Every record below should be written out exactly; pictures stay out.
--- DATA RECORDS Enclosed Below ---
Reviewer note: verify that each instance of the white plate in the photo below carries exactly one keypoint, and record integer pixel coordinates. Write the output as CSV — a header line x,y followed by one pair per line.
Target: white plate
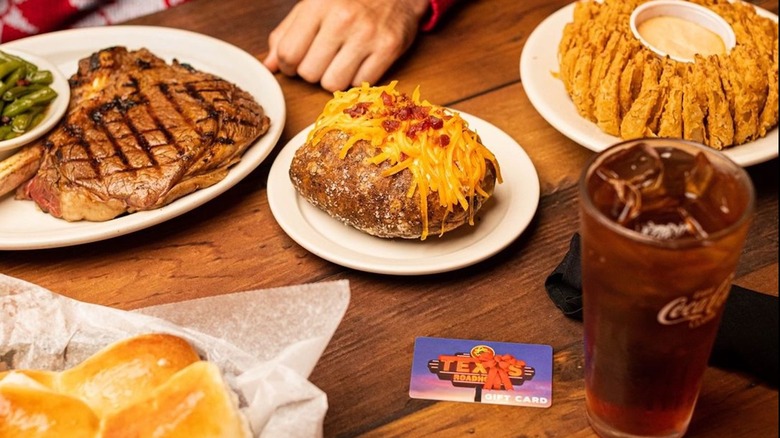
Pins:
x,y
498,223
24,226
53,113
538,63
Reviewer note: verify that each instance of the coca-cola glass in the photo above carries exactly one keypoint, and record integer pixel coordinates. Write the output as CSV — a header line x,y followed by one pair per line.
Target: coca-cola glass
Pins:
x,y
662,224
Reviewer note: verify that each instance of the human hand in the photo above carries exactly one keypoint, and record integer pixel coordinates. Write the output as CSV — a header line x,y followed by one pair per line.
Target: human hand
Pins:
x,y
339,43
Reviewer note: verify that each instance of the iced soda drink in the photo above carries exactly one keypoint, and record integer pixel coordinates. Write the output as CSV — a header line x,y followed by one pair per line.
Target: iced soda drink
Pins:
x,y
662,227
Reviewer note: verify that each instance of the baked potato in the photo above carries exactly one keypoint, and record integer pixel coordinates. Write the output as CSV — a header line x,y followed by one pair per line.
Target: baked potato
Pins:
x,y
393,166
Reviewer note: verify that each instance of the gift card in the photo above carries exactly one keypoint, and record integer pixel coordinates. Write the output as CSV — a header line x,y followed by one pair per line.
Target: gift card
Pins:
x,y
464,370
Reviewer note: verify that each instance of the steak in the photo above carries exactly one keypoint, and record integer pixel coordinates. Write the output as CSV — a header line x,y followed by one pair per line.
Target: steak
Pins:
x,y
139,134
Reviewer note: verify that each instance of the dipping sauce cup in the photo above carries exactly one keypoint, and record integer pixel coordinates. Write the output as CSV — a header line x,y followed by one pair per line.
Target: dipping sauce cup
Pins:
x,y
662,224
--- End of Enclosed DATA RECORDS ---
RESPONSE BELOW:
Reviewer note: verify that each instance of the white plate in the photo below carries exactly one keypoint, and record integer pixel coordinates. Write the output as CSV — a header line x,y followed by one pair per line.
Target: white plate
Pins:
x,y
498,223
24,226
53,113
538,63
Reviewer note: verify that each instance of the coca-cola glass in the photo above carries exactly one keypoint, and record integer pixel coordinates. Write the output as CSV — a header line x,y followed by one pair per line.
Target: coca-cola glass
Pins:
x,y
662,224
Reviewer note: verify that each instance of the human hand in the photo above carries exactly one keypoint, and record integer pixel coordinates. Write the output as CSV — a header line x,y followed by one pair per line.
Target: human hand
Pins:
x,y
339,43
Reviewer note: verify that each instance of the iced soda drink in the photo above carries exactly one keypoint, and record integer pixel coordinates. Write the output as CSV — a header line x,y followed by one pair per line.
Target: iced soda drink
Pins:
x,y
662,227
Reviewer note: verify that each instance of the baked potato in the photo above carries exactly one keypoint, and record integer pixel coordinates. Write the output as CSV — a header line x,y followed by one pair per line.
Target: baked potato
Pins:
x,y
393,166
Reviewer note: verify that each instance of the gift card in the photo above carries exactly one keypoint, and record integer pixel coordinates. Write the output as CSV — a header line x,y followed by one pair per line.
Target: gift card
Pins:
x,y
464,370
Reviewer note: verify that each instance of the steak in the photo above carries exactly one keypoint, and record integer pixel coordinates. Write the output as CSV — a header line x,y followed by one pair per line.
Target: steak
Pins:
x,y
139,134
Reviewer note: verify that each instance of the dipping sauce cup in the photo above carries exactly one keypoint, and record integer pixel coordinates. Write the output as CSV — a header line x,y followed by one pair per line.
Target: dipping sauce cup
Pins:
x,y
662,224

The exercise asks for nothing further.